▶ [To do]
In the listing that follows, find the lines with the string "sock" and report how many there are, without commentary.

* * * *

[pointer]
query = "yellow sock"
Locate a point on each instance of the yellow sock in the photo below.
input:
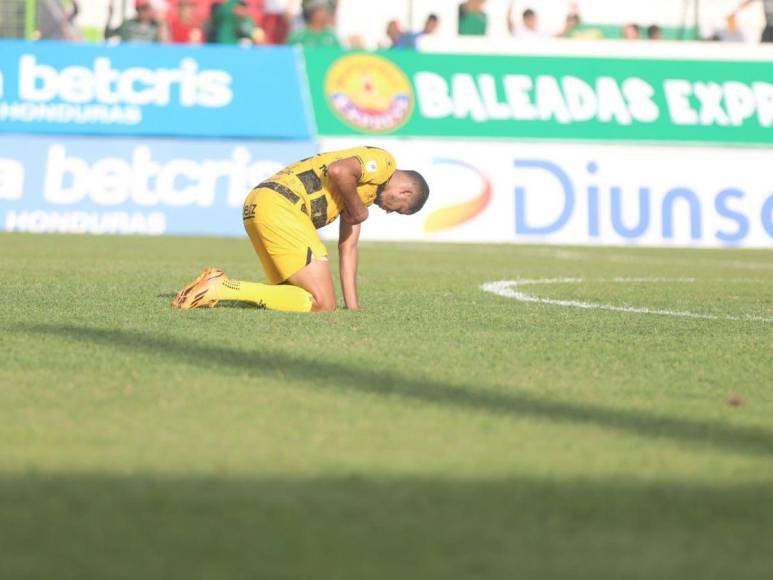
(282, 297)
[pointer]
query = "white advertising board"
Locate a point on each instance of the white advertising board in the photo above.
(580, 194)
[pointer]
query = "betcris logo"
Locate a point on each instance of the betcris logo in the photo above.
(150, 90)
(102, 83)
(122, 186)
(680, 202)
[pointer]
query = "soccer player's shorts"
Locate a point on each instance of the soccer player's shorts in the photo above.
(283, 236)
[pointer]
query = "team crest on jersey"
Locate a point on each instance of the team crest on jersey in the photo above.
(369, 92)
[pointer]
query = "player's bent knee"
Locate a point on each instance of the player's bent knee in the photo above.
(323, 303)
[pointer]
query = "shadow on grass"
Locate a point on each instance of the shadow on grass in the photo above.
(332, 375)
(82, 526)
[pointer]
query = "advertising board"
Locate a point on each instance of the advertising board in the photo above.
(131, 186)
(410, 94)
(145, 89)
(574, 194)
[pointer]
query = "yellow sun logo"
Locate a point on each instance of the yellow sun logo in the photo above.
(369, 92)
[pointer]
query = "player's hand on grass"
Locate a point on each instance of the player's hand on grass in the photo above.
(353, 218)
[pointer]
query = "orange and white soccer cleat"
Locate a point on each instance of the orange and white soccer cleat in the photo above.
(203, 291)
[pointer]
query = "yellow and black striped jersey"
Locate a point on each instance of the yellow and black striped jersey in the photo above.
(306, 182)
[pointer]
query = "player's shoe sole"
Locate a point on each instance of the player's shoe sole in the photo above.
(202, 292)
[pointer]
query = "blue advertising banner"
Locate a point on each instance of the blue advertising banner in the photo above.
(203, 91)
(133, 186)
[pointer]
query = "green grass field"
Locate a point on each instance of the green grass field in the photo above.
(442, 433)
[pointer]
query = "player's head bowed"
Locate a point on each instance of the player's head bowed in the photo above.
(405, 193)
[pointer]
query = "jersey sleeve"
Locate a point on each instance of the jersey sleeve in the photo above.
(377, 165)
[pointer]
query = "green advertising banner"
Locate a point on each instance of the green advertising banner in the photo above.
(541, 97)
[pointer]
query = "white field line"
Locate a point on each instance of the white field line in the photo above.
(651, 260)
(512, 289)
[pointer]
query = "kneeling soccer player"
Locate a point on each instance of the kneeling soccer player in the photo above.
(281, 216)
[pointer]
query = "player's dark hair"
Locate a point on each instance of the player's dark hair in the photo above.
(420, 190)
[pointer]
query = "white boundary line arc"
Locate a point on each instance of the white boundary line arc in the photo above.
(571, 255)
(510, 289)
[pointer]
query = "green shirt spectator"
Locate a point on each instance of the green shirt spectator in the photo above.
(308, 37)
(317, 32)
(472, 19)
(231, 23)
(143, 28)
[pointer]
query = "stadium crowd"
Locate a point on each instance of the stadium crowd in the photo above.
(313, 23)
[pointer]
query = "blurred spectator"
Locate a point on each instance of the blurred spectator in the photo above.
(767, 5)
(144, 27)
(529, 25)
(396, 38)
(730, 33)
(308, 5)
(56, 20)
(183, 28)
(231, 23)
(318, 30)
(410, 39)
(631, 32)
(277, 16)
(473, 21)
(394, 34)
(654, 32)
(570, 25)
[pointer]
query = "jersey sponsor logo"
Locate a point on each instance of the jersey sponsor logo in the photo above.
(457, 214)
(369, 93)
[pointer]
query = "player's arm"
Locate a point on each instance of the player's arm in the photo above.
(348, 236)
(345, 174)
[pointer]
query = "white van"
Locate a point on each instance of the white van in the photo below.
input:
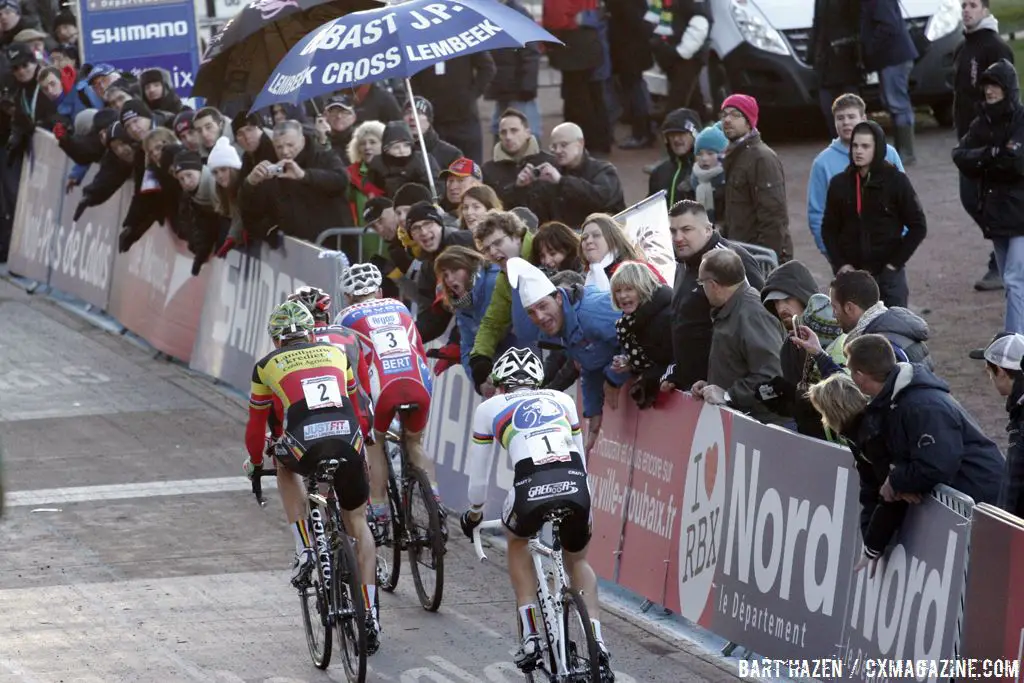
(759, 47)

* * * *

▶ [Task answer]
2